━━ SOURCE RECORDS

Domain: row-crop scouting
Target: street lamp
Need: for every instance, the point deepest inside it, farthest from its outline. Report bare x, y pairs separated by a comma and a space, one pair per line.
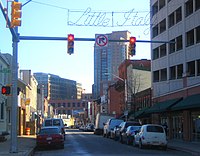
125, 90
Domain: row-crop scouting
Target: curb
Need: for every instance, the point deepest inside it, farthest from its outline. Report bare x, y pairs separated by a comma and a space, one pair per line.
195, 153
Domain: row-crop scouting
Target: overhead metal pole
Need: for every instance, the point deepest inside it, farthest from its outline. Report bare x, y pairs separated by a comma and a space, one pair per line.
14, 112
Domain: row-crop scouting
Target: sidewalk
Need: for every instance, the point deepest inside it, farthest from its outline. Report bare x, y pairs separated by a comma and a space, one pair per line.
26, 145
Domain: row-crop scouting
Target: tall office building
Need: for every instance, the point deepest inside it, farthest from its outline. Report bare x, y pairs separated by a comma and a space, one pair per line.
107, 60
55, 87
176, 65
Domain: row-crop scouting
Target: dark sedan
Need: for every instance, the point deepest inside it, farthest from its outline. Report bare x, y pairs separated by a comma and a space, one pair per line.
50, 137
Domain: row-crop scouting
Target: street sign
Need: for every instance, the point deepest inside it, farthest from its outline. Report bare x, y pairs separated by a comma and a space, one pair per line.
101, 40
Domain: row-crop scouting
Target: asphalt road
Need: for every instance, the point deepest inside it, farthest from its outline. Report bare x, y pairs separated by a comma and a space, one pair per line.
80, 143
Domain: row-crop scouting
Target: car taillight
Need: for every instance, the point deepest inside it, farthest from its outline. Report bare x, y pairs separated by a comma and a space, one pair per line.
143, 137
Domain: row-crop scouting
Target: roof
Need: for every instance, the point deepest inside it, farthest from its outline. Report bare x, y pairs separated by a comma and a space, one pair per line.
162, 106
189, 102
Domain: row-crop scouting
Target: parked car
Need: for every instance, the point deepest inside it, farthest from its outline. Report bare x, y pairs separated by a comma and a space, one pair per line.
121, 130
151, 135
130, 133
109, 125
50, 136
55, 122
89, 127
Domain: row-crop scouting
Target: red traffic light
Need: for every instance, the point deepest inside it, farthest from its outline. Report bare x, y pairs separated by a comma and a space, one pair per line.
5, 90
132, 40
70, 37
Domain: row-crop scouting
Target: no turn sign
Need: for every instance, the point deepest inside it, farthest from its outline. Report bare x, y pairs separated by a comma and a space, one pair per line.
101, 40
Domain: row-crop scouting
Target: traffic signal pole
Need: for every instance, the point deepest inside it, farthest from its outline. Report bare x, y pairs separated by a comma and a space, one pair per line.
14, 105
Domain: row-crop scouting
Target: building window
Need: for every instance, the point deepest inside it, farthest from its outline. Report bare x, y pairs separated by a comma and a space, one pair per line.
171, 20
191, 68
156, 76
154, 8
179, 43
197, 4
155, 53
190, 37
188, 8
155, 31
198, 34
163, 74
178, 15
172, 46
179, 71
163, 50
173, 72
161, 4
162, 25
74, 105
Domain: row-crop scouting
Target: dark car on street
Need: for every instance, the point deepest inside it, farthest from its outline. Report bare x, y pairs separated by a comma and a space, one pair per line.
50, 137
121, 130
130, 133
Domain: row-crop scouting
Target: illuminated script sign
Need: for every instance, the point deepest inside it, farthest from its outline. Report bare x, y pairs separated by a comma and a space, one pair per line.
108, 19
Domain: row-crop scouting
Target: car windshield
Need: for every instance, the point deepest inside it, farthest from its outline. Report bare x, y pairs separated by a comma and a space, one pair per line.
56, 122
133, 128
48, 122
49, 131
157, 129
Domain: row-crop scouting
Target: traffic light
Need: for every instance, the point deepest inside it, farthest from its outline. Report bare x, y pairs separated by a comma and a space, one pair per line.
70, 46
5, 90
132, 46
16, 14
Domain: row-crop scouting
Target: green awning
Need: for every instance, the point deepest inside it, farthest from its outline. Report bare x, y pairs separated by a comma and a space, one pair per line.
138, 113
162, 106
189, 102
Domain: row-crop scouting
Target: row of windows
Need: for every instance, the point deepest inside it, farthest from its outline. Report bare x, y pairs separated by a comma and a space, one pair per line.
176, 72
192, 37
175, 17
78, 104
190, 6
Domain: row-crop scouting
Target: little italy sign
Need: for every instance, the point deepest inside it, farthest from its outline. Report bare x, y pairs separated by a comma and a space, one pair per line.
108, 19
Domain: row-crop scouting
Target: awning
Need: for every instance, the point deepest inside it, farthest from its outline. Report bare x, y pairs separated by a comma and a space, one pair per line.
189, 102
162, 106
138, 113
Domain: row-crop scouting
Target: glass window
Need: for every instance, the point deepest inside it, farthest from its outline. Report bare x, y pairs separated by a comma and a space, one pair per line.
155, 53
191, 68
179, 43
179, 71
190, 37
162, 25
163, 50
197, 4
198, 34
178, 15
172, 46
155, 31
156, 76
171, 20
154, 8
161, 4
173, 72
188, 8
163, 74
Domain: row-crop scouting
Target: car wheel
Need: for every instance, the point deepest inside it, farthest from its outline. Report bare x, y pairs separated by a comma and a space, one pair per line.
140, 144
134, 143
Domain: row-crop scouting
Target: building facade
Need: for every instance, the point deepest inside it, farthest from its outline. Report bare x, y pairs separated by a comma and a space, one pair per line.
176, 65
107, 60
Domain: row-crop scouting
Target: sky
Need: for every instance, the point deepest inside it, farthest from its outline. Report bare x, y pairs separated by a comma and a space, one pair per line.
84, 19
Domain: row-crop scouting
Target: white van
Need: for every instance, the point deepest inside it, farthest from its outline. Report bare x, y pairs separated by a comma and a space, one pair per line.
151, 135
54, 122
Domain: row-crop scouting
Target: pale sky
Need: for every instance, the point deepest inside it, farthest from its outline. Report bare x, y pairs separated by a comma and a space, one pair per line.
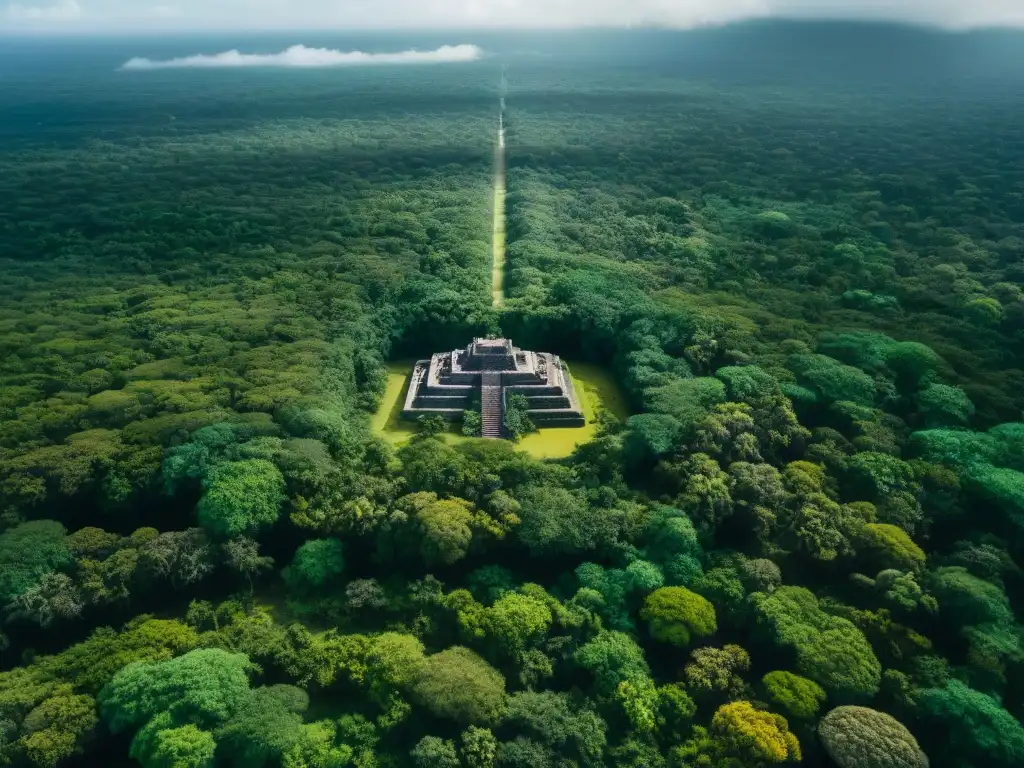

━━━━

DIRECTION:
Return every line of the records above that contains the word "pole", treating uppercase and lowercase as distinct.

ANSWER IN FULL:
Target: overhead metal pole
Target: traffic signal pole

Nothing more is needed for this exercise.